#### Problem
Rewrite all the lines below, requests included, and scale every coordinate in the answers by 0.85, rounding each result to a whole number with halves rounded up.

#### Provided entries

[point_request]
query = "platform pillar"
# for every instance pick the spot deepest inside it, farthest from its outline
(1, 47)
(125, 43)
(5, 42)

#### Finished exercise
[point_request]
query = "platform pillar"
# for every instance pick the spot deepest inside it, farthest from its outline
(1, 40)
(106, 37)
(4, 36)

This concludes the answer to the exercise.